▸ **Task details**:
Convert the lines from the first one through the line containing "42 164 L 42" into a numbered list, leaving out any blank lines.

▸ **Exercise input**:

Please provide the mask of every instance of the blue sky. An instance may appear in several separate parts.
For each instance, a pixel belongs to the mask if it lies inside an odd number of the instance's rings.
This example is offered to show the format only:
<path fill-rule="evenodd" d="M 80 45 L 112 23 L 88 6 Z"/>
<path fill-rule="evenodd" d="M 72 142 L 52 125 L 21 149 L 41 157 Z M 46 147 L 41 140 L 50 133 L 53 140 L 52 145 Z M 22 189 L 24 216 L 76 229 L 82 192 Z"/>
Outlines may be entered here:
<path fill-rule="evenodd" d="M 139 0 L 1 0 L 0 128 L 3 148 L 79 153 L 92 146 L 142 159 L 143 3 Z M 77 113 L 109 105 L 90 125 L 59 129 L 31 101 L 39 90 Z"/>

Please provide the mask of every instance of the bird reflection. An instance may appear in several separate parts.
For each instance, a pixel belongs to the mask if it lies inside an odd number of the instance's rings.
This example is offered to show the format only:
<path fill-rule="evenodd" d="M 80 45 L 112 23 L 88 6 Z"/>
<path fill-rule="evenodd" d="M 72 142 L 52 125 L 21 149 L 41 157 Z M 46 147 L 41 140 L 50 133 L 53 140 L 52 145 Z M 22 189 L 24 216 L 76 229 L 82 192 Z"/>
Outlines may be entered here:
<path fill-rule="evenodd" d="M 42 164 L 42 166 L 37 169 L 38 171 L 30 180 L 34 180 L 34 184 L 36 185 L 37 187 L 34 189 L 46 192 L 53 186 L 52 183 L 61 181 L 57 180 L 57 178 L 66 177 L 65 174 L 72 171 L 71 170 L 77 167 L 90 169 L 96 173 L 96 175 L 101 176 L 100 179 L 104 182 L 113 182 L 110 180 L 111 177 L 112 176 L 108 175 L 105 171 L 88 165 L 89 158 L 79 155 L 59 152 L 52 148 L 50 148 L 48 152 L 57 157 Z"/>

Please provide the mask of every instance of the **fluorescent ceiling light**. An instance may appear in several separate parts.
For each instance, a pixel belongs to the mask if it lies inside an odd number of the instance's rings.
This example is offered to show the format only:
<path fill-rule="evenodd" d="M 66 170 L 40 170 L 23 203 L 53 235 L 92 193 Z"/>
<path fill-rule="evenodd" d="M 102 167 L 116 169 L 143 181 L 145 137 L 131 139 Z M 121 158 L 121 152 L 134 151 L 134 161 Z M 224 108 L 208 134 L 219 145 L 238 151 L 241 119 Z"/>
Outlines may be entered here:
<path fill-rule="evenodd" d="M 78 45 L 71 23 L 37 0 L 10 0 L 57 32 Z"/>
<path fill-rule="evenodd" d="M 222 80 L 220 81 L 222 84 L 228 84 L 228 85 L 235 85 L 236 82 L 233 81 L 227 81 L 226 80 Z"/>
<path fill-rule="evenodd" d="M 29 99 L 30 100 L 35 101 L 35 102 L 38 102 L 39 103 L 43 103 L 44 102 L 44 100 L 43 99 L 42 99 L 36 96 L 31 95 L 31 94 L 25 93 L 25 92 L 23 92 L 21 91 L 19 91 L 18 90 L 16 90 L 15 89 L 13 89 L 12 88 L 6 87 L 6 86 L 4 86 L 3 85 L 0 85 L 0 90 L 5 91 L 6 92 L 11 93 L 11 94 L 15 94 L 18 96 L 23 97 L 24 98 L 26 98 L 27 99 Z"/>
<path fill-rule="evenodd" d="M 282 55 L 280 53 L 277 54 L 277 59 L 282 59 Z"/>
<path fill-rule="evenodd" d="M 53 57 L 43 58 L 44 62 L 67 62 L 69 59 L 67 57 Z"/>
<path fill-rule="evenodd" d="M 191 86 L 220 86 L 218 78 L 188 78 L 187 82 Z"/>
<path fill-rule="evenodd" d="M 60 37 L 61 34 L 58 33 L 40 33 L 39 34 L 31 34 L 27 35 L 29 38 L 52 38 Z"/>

▸ **Exercise result**:
1. Please provide the mask of every instance of the blue sky. An instance may appear in several separate parts.
2. For each instance, a pixel belongs to the mask if it lies inside an odd number of the instance's rings.
3. This example is offered to show the format only:
4. <path fill-rule="evenodd" d="M 80 45 L 112 23 L 88 6 Z"/>
5. <path fill-rule="evenodd" d="M 72 142 L 52 125 L 21 149 L 41 157 Z M 46 147 L 41 140 L 50 133 L 53 140 L 52 145 Z M 22 189 L 24 216 L 76 229 L 82 192 Z"/>
6. Outlines may be entered here:
7. <path fill-rule="evenodd" d="M 139 0 L 1 0 L 0 128 L 3 148 L 79 153 L 92 146 L 142 159 L 143 3 Z M 77 113 L 109 105 L 90 125 L 59 129 L 31 101 L 39 90 Z"/>
8. Please provide the mask of every instance of the bird reflection. An instance may appear in several separate parts.
9. For each instance, a pixel belongs to the mask if it lies inside an odd number of the instance's rings.
10. This example is offered to show the format only:
11. <path fill-rule="evenodd" d="M 80 45 L 112 23 L 88 6 Z"/>
12. <path fill-rule="evenodd" d="M 72 142 L 52 125 L 21 149 L 41 157 Z M 46 147 L 41 140 L 50 133 L 53 140 L 52 145 Z M 22 189 L 24 216 L 76 229 L 82 192 Z"/>
13. Outlines may be entered here:
14. <path fill-rule="evenodd" d="M 42 164 L 42 166 L 37 169 L 38 171 L 30 180 L 34 180 L 34 184 L 36 185 L 37 187 L 34 189 L 46 192 L 53 186 L 52 183 L 61 181 L 57 180 L 57 178 L 66 177 L 65 174 L 72 171 L 71 170 L 77 167 L 90 169 L 96 173 L 96 175 L 101 176 L 100 179 L 104 182 L 113 182 L 110 180 L 111 177 L 112 176 L 108 175 L 105 171 L 88 165 L 89 158 L 79 155 L 59 152 L 52 148 L 50 148 L 48 152 L 57 157 Z"/>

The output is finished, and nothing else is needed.